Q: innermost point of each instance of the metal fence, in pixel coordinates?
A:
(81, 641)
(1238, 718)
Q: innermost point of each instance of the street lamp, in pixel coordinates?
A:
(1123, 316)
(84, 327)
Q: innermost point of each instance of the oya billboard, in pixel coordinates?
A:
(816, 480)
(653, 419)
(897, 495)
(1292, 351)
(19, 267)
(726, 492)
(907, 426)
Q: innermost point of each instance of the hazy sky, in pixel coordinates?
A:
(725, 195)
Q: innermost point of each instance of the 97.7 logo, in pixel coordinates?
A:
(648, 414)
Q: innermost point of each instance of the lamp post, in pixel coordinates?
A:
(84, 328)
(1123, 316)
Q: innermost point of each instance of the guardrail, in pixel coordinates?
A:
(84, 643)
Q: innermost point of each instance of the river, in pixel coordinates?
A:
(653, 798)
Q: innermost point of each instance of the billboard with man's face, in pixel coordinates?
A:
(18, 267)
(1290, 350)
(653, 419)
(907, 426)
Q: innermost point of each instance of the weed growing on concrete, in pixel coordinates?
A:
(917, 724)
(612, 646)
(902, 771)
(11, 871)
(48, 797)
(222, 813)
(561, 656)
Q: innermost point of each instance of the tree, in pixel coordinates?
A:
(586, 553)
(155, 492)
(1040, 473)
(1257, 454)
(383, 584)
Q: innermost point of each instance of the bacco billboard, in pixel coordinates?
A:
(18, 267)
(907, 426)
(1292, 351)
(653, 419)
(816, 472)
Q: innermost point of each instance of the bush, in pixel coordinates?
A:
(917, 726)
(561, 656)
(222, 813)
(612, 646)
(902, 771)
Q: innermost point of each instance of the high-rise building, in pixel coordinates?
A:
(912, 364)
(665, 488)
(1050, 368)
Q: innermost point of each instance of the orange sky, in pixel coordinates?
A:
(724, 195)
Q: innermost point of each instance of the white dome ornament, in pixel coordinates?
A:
###
§ STATED GOAL:
Rewrite the lines above as a JSON list of strings, with one string per line and blank lines omitted.

§ PROBLEM SOLUTION:
[
  "Q: innermost point of each instance of the metal fence, in pixel coordinates?",
  "A:",
  "(81, 641)",
  "(1238, 718)",
  "Q: innermost point of each instance of the street lamp, in pixel coordinates?",
  "A:",
  "(1123, 316)",
  "(84, 327)",
  "Q: innermost point of each instance of the oya billboard, in pixel coordinates?",
  "A:",
  "(816, 480)",
  "(653, 419)",
  "(897, 495)",
  "(1292, 351)",
  "(19, 267)",
  "(726, 492)",
  "(907, 426)",
  "Q: innermost point of each instance of the hazy sky, in pixel coordinates?",
  "A:",
  "(725, 195)",
  "Q: innermost point of each instance of the 97.7 logo, in pixel coordinates?",
  "A:",
  "(648, 414)",
  "Q: innermost point of each instance of the lamp post, in pixel coordinates?",
  "A:",
  "(84, 328)",
  "(1123, 316)",
  "Q: innermost point of each instance of the guardrail, in pixel coordinates?",
  "A:",
  "(84, 643)",
  "Q: innermost point of each instance of the river, in pixel coordinates?",
  "A:",
  "(653, 798)",
  "Q: innermost point of each instance of the billboard with man's face, in pixel coordinates?",
  "A:",
  "(18, 267)",
  "(1290, 350)",
  "(653, 419)",
  "(907, 426)",
  "Q: innermost point of each instance of the weed growing on concrete, in pixel coordinates?",
  "A:",
  "(917, 724)",
  "(612, 646)",
  "(902, 771)",
  "(11, 871)",
  "(48, 797)",
  "(222, 813)",
  "(561, 656)",
  "Q: innermost point of each instance of the tree, in pixel coordinates?",
  "A:",
  "(586, 553)",
  "(155, 492)",
  "(1040, 473)",
  "(1257, 454)",
  "(383, 584)",
  "Q: innermost point of each instance of the bacco billboard, in pixel coordinates?",
  "A:",
  "(18, 267)",
  "(907, 426)",
  "(1292, 351)",
  "(653, 419)",
  "(816, 472)",
  "Q: innermost point of each instance of the bush, in pixel coordinates?",
  "A:",
  "(917, 726)",
  "(561, 656)",
  "(222, 813)",
  "(612, 646)",
  "(902, 771)",
  "Q: innermost point of each instance of the high-rise building, in pixel coordinates?",
  "A:",
  "(912, 364)",
  "(665, 488)",
  "(1050, 368)",
  "Q: innermost point of each instance of the orange sky, in pixel coordinates?",
  "A:",
  "(724, 195)",
  "Q: innermost point of each instance of the white dome ornament, in pixel coordinates?",
  "A:"
]